__WHAT YOU ARE ASKED TO DO__: Below are some entries. Copy each line that holds the string "instance".

__EXERCISE MATERIAL__:
==============================

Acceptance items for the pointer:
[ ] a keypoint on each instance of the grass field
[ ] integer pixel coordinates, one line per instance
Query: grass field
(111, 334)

==============================

__WRITTEN RESPONSE__:
[ ] a keypoint on each instance of the grass field
[ ] integer pixel coordinates, one line per instance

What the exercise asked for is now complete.